▶ **ARBEITSAUFTRAG A**
Beantworte anhand des Textauszugs die folgenden Fragen.
(i) Wie viele Muslime leben laut Textauszug im Lande?
(ii) Welcher Person widerspricht der Verfasser des Textauszugs mit der Anrede „lieber Herr …“?
(iii) Welche zwei Begriffe unterstellt der Angesprochene laut Textauszug seinen politischen Gegnern?
▶ **ARBEITSAUFTRAG B**
Wiederhole den Textauszug von „Stattdessen bestreiten Sie“ bis „als Abgrenzung betreiben.“ wortgetreu.

▶ **TEXTAUSZUG**

____________

By Andreas Schwerdtfeger 30. März 2018 - 11:01
Es ist schade, lieber Herr Wolff, daß Sie auch diesmal der Versuchung nicht widerstehen konnten und unbedingt Politik und Religion unsachlich und unglaubwürdig vermischen mußten. Man hätte sich von Ihnen vielleicht mal einen sachlich-klärenden Hinweis zur Islam-Debatte gewünscht – vielleicht hätte er so aussehen können:
Bevor man die Frage diskutiert, ob Islam zu DEU gehöre oder nicht, muß man klären, was man darunter versteht. Merkel hat Recht, wenn sie sagt, wir haben viereinhalb Millionen Muslime im Lande, die zu uns gehören und zwar einschließlich ihrer Religion, dem Islam. Seehofer hat Recht, wenn er sagt, der Islam als politisches Instrument (aber das muß er auch betonen) gehört nicht hierher und nicht zu uns, denn die Hoheit einer Religion über unsere Politik und über unser Grundgesetz erkennen wir nicht an – also keinen Wächterrat, keine politische Beeinflussung von außen in hiesigen Moscheen, keine rechtliche Unterscheidung zwischen den Geschlechtern, kein auf Gewalt beruhendes Rechtssystem, etc.
Stattdessen bestreiten Sie Ihren politischen Gegnern das Recht, sich auf das „christliche Abendland“ zu beziehen, unterstellen ihnen „Kampfbegriffe“ und „Abgrenzung“, wo Sie doch selbst in dem ganzen Beitrag religiös getarnt nichts anderes als Abgrenzung betreiben.

____________

▶ **EXTRAHIERTE DATENSÄTZE**
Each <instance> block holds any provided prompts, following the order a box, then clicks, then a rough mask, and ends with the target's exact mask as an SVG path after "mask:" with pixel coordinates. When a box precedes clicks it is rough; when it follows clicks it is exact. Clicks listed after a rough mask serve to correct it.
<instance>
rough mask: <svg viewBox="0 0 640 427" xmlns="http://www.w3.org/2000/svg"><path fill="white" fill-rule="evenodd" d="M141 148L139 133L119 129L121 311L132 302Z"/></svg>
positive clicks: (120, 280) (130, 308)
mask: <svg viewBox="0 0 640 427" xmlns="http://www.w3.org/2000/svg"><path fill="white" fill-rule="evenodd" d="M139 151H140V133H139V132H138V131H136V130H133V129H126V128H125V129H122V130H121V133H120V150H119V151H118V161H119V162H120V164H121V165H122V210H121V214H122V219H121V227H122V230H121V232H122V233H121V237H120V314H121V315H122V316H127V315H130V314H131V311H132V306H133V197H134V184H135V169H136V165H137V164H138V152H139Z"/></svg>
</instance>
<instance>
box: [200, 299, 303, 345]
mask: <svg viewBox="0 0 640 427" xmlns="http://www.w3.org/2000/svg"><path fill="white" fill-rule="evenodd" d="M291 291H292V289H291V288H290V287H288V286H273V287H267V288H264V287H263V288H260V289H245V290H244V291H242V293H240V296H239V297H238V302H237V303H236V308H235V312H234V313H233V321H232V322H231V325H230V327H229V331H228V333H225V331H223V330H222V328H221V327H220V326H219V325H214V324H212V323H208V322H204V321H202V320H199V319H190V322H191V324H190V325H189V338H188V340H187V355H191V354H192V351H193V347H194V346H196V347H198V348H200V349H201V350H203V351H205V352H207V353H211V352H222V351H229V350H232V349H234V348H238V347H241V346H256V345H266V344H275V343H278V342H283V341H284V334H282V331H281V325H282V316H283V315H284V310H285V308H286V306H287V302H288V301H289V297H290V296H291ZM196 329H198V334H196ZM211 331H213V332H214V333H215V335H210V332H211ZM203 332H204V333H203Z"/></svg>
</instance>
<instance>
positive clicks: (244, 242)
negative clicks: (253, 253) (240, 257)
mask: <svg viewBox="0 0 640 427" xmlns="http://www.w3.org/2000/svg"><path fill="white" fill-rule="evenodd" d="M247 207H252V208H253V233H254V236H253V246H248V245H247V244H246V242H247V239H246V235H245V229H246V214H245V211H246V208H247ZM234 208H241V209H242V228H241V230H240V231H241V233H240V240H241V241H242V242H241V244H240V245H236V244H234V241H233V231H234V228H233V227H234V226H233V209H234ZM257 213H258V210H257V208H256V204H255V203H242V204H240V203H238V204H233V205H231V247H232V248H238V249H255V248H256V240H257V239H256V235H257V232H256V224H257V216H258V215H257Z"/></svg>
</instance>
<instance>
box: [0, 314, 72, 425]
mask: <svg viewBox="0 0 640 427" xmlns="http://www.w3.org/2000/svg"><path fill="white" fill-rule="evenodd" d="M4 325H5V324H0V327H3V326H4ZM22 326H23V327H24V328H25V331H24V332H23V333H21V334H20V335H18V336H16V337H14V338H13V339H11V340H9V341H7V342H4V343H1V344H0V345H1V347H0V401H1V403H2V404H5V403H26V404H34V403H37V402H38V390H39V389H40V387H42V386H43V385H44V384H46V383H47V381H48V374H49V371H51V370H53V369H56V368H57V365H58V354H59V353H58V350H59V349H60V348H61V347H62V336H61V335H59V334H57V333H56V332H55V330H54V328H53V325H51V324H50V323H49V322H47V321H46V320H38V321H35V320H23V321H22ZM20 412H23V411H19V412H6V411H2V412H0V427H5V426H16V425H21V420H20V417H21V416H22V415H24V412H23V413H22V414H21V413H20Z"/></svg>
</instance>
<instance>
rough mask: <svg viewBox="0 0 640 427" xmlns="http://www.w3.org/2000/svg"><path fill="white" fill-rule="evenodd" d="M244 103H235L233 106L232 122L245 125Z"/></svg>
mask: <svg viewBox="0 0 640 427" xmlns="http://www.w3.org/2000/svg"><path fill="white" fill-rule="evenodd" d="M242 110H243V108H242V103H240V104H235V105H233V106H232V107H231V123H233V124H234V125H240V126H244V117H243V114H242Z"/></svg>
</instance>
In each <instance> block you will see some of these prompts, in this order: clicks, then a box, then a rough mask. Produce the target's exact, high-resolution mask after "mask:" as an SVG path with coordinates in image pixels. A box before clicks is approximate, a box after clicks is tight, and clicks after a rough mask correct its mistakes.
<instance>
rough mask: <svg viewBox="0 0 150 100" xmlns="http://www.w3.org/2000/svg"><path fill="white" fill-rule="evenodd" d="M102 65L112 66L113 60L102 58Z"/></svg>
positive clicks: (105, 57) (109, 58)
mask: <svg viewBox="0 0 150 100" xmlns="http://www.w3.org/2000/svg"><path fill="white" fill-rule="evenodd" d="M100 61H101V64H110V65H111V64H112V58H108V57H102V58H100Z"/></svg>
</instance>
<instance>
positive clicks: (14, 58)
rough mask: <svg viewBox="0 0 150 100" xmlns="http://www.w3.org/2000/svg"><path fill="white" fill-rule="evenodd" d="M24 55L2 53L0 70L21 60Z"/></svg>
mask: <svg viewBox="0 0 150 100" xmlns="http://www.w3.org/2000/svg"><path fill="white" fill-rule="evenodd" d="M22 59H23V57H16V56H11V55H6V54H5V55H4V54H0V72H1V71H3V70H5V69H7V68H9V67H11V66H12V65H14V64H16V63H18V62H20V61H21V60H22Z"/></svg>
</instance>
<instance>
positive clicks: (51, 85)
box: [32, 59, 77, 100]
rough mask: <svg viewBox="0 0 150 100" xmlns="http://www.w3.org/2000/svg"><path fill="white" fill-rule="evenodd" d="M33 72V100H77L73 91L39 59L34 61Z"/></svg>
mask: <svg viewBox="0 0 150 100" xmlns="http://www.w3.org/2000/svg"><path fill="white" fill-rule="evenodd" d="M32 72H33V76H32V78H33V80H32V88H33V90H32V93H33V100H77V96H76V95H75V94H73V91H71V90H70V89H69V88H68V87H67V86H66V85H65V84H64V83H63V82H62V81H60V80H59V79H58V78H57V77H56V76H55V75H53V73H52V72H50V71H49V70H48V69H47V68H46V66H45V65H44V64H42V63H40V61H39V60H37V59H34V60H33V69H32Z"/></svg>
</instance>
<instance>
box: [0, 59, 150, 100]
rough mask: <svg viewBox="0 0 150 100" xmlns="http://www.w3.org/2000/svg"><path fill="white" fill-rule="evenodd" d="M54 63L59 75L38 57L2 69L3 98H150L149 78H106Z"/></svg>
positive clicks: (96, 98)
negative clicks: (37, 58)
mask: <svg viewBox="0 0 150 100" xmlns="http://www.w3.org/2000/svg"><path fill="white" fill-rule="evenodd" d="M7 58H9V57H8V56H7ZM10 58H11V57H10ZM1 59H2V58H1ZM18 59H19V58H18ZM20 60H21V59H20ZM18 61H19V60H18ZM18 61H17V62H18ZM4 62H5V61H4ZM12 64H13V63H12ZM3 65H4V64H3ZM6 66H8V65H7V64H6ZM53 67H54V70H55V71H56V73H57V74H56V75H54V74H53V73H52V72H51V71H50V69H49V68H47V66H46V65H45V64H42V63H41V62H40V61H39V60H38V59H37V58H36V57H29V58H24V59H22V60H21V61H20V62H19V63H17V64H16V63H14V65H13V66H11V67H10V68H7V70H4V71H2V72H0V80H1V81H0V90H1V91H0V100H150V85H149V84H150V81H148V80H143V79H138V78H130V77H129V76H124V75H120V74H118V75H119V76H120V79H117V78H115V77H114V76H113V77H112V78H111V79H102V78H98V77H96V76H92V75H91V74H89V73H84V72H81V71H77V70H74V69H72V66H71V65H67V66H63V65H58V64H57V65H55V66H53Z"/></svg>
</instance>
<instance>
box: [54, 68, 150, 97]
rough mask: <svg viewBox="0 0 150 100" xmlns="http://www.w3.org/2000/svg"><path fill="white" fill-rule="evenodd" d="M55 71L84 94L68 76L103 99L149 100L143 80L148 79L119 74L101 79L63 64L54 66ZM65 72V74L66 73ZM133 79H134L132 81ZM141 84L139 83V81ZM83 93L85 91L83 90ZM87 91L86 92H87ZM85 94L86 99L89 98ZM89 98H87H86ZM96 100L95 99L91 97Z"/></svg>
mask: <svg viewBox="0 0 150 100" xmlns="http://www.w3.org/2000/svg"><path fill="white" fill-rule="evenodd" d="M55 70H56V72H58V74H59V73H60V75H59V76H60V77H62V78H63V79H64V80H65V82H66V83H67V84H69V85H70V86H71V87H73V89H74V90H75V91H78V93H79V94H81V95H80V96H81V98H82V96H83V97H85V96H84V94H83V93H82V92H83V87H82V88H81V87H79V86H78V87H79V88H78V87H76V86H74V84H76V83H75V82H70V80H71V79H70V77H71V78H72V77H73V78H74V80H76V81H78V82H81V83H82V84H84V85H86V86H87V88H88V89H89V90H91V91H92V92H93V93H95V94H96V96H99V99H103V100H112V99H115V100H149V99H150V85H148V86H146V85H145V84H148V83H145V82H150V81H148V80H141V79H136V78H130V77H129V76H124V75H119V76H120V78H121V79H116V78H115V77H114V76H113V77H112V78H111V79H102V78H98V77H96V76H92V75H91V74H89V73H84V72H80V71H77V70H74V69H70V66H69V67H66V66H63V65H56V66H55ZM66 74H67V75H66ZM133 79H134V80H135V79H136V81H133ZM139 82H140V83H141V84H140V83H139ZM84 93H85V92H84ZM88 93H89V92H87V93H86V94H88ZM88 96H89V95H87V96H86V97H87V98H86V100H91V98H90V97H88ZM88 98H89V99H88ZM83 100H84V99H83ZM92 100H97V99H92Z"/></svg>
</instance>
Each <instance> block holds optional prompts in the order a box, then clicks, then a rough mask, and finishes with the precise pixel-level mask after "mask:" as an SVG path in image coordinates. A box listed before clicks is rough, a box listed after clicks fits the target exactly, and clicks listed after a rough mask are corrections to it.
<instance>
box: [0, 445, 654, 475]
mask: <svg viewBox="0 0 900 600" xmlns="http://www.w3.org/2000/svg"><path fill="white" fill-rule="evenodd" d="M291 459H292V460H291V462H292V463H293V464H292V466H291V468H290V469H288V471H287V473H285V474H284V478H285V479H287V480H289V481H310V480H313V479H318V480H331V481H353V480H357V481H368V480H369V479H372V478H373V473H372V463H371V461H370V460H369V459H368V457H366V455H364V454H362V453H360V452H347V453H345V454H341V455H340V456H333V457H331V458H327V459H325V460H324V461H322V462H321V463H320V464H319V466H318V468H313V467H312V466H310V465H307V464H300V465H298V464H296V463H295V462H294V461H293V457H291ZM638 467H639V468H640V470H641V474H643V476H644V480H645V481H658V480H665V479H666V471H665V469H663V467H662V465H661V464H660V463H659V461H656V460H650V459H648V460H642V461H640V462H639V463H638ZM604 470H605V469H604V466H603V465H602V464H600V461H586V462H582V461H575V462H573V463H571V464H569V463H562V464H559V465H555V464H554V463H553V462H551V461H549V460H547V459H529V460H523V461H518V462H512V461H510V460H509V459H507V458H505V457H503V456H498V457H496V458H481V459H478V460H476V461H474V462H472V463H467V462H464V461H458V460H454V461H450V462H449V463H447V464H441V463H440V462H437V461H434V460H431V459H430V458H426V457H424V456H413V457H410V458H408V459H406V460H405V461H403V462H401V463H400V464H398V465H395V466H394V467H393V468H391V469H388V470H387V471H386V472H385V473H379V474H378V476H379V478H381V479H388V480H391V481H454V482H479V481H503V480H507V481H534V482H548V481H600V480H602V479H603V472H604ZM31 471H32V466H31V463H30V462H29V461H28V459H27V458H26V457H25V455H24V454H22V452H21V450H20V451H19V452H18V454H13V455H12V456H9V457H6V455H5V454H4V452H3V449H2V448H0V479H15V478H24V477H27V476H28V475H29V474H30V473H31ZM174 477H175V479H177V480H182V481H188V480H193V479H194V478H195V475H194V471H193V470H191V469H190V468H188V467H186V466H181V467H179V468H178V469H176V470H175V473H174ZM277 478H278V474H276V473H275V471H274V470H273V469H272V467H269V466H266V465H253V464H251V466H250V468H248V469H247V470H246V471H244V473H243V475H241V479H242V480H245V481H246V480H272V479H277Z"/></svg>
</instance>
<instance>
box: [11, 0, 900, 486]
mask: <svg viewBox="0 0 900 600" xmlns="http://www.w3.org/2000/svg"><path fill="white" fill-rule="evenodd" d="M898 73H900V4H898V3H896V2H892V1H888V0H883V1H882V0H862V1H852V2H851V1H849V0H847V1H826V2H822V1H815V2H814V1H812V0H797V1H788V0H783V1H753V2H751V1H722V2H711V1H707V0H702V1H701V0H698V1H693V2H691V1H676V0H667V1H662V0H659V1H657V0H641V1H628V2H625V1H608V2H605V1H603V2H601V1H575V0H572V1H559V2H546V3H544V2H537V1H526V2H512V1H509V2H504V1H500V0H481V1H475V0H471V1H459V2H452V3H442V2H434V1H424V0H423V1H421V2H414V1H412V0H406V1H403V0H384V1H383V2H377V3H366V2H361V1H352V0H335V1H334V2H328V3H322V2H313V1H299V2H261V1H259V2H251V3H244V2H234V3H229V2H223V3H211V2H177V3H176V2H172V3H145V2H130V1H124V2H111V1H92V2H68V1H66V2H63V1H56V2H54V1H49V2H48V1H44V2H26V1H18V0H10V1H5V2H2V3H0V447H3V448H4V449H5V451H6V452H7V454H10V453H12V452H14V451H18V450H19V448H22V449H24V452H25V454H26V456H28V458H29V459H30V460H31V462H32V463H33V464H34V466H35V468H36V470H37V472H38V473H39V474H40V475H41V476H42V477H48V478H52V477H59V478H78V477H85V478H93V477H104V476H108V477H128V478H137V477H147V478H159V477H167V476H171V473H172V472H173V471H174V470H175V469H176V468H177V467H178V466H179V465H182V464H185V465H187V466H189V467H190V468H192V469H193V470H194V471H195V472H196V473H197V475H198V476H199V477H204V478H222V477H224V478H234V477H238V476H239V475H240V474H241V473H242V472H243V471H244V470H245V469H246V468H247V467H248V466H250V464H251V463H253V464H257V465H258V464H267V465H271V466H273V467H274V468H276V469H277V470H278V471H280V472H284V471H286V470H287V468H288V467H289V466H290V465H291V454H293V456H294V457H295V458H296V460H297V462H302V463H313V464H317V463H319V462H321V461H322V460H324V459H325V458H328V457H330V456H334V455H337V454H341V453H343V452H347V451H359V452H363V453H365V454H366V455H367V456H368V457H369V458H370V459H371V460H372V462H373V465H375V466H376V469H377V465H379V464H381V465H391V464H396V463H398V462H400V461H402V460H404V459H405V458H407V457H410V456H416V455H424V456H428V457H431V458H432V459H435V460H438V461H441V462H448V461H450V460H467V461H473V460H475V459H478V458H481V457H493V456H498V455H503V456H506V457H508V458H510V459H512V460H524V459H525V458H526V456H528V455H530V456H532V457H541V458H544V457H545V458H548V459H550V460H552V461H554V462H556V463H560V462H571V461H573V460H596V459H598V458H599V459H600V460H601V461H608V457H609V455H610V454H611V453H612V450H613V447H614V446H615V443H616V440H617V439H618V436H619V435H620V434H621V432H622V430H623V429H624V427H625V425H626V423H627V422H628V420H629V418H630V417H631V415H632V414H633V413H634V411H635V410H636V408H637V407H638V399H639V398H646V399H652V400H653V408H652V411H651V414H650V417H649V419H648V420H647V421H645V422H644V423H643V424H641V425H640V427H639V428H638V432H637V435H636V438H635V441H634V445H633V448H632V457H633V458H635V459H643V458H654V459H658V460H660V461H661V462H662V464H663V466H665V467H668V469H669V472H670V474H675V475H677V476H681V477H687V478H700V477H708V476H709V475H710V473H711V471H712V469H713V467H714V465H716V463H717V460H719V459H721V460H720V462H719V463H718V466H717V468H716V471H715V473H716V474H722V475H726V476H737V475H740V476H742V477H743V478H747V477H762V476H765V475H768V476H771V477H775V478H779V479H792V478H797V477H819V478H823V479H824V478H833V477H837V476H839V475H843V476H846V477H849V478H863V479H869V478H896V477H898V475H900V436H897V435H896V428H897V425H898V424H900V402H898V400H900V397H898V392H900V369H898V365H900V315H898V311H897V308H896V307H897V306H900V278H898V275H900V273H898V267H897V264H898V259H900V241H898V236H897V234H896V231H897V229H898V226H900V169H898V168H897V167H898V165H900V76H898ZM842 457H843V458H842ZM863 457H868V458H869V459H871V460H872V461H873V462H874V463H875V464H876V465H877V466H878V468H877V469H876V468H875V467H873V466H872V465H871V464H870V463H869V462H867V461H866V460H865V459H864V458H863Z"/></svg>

____________

▶ **SCHRIFTLICHE LÖSUNG A**
(i) Viereinhalb Millionen.
(ii) Herrn Wolff.
(iii) „Kampfbegriffe“ und „Abgrenzung“.

▶ **SCHRIFTLICHE LÖSUNG B**
Stattdessen bestreiten Sie Ihren politischen Gegnern das Recht, sich auf das „christliche Abendland“ zu beziehen, unterstellen ihnen „Kampfbegriffe“ und „Abgrenzung“, wo Sie doch selbst in dem ganzen Beitrag religiös getarnt nichts anderes als Abgrenzung betreiben.